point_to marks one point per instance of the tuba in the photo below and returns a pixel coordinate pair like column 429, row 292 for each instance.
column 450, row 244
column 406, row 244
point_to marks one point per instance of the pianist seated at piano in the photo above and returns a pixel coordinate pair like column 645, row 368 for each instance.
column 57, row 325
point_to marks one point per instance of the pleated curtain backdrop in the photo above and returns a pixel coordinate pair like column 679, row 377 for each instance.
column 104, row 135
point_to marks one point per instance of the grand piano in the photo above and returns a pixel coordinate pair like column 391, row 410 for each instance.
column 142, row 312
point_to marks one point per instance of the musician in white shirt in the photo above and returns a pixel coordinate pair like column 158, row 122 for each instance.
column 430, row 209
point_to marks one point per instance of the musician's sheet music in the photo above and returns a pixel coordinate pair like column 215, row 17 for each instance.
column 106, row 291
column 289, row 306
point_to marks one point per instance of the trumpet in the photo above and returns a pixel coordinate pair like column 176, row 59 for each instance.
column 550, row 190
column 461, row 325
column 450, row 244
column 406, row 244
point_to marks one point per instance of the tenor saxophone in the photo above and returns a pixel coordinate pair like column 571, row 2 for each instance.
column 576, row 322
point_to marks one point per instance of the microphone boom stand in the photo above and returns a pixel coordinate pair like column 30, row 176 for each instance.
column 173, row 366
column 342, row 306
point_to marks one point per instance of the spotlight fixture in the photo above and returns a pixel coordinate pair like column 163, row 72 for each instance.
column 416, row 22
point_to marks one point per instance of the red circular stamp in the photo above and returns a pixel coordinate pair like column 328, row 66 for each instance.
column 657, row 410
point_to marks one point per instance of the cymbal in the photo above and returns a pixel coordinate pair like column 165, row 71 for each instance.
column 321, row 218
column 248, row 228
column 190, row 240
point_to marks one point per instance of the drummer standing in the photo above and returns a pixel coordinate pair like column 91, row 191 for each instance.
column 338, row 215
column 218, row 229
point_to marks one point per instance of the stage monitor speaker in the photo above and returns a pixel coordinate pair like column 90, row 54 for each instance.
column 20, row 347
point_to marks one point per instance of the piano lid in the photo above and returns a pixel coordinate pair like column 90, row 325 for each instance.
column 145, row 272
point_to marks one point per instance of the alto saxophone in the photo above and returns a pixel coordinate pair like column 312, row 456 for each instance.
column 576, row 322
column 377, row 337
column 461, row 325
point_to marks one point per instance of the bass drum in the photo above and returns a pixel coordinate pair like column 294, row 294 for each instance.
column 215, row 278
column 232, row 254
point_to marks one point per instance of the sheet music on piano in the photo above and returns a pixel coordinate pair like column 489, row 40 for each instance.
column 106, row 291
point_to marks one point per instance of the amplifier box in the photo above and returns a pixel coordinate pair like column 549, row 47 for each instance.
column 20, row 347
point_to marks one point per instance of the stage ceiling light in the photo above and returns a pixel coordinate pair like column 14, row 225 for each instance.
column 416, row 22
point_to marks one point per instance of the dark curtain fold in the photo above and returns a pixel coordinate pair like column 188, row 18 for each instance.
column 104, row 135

□ □ □ □

* Work order: Give every record again, exactly as it appears.

* Reply:
point_to marks one point per instance of the tuba in the photo below and returns a pixel coordinate pair like column 429, row 292 for each instance.
column 450, row 244
column 406, row 244
point_to marks one point per instance of the pianist seated at piano in the photo above and returns a pixel coordinate pair like column 645, row 368 for each instance.
column 57, row 325
point_to marks one point per instance of the pleated curtain backdrop in the photo above and returns a pixel coordinate pair like column 679, row 377 for each instance.
column 104, row 135
point_to marks one point per instance of the grand piano in the photo above and returns a pixel coordinate pair like column 391, row 410 for each instance.
column 142, row 312
point_to marks one point per instance of the musician in white shirt in the photo above and returns a pixel coordinate pair like column 158, row 122 for each instance.
column 430, row 209
point_to marks one point per instance of the musician's sheet music in the photo above and returns a pixel coordinate pair like column 215, row 17 for each instance.
column 106, row 291
column 289, row 306
point_to marks one point per instance of the trumpet in the photo above and returns a pixel coordinate pair like column 176, row 59 for each instance.
column 550, row 190
column 461, row 325
column 450, row 244
column 406, row 244
point_to marks one point per instance of the tenor saxophone in the photo above and returns a pixel coordinate pair like column 571, row 2 for each instance.
column 576, row 322
point_to marks one point per instance of the microphone boom stand in the photo above and returns a pixel coordinate pair like column 30, row 176 for each instance.
column 173, row 366
column 342, row 306
point_to marks one point per instance of the spotlight fixture in the photo above and returns a pixel coordinate pair like column 163, row 72 for each instance.
column 416, row 22
point_to marks one point per instance of the red circular stamp in the photo above and returns a pixel coordinate pair like column 328, row 66 for each instance.
column 657, row 410
point_to marks one point per instance of the cymbal in the photo above and returns a pixel coordinate pair like column 165, row 71 for each instance.
column 321, row 218
column 248, row 228
column 190, row 240
point_to marks one point per instance of the drummer standing in the photo above and returns a pixel coordinate pair like column 91, row 191 for each instance.
column 338, row 215
column 218, row 229
point_to marks one point per instance of the stage monitor speaker in the photo above and returns a pixel coordinate pair like column 90, row 54 for each instance.
column 20, row 347
point_to marks one point per instance of the piano lid in the photo above and returns a pixel coordinate pair like column 90, row 325 for each instance.
column 145, row 272
point_to marks one point per instance of the alto saxophone in the photo above and returns a pixel coordinate pair like column 312, row 456 for each instance.
column 576, row 322
column 377, row 337
column 461, row 325
point_to marks one point per instance of the bass drum in the photo above and returns a pixel coordinate pair like column 294, row 294 for each instance.
column 215, row 278
column 232, row 254
point_to marks one point per instance of the sheet music on piano in the photo above and returns a pixel coordinate pair like column 489, row 40 for each instance.
column 106, row 291
point_to marks one point per instance of the amplifier box in the photo above and returns a pixel coordinate pair like column 549, row 47 for each instance.
column 20, row 347
point_to marks one point per instance of the stage ceiling light in the photo above and returns a pixel coordinate pair like column 14, row 225 for each instance.
column 416, row 22
point_to marks one point per instance of the dark curtain fold in the photo above and returns a pixel coordinate pair like column 188, row 18 for each instance.
column 104, row 135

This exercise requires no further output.